• Your goal
Summarize the text on New Zealand surveillance and data protection in two sentences.

• Provided text
= = = = = = =

By allowing this mass surveillance to occur, the NZ Government is perpetrating the devaluing of our industry.

From an ICT Industry perspective, IP is crucial, the government should be providing protection at our borders, rather than allowing the US, the UK, Australia, and the like carte blanche access to our data.

So how do we deal with this? From an industry perspective, the answer is two-fold. First, we must understand that our government has absolutely no control over the degree of surveillance that the country is subject too. Second, we must accept that the government cannot help us in a global, interconnected, environment where we are choosing to buy services from offshore and onshore.

As government agencies and private ICT companies we must hen protect our own data. There are many ways to do this, with some examples being:

  • Encrypt all data for an Cloud or local service where you are the only key holder. Any other method means that someone else ultimately has access to your date.
  • Only protect what is important, if necessary, create a private, offline, encrypted storage area where the most sensitive information is stored.
  • Do not use an telco based or shared service Cloud within New Zealand unless you can encrypt the data and hold the key. Everything else is open, thanks to TICS, PRISM, and the slew of other tools.
  • When using international Cloud services, as well as encryption, consider upgrading to homomorphic encryption and choose the largest providers (Amazon) so you are lost in the crowd.

= = = = = = =

Entries excerpted from a collection:

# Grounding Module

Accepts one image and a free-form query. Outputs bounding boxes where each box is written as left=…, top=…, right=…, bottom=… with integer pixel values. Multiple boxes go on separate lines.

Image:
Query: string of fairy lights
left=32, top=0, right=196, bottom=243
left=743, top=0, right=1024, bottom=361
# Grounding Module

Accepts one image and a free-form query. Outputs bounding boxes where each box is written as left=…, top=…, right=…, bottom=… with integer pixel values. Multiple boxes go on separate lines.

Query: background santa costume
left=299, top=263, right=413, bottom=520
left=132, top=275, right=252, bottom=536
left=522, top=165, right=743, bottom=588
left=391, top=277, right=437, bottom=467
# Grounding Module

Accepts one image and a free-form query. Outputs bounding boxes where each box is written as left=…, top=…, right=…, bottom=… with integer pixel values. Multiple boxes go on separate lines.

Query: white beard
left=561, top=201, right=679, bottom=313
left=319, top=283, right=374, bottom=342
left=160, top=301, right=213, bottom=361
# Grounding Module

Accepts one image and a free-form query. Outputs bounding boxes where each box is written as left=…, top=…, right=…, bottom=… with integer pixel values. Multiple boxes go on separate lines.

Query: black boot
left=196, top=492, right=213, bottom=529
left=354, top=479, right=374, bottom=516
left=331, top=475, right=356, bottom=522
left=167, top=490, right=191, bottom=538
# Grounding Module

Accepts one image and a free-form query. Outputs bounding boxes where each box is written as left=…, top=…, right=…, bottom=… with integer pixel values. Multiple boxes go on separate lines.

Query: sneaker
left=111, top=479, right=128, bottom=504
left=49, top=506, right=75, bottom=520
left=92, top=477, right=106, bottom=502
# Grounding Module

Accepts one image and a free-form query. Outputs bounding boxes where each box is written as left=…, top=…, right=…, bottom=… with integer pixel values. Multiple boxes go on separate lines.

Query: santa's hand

= = = = = = =

• Worked answer
The text argues that by allowing mass surveillance, the New Zealand government is devaluing the ICT industry, and that it should protect IP at the borders instead of giving the US, the UK, Australia and others free access to the country's data. Because the government has no control over the surveillance and cannot help in a global, interconnected environment, government agencies and private ICT companies must protect their own data, for example by encrypting it with themselves as the only key holder, keeping the most sensitive information in private, offline, encrypted storage, and, for international Cloud services, using encryption and choosing the largest providers.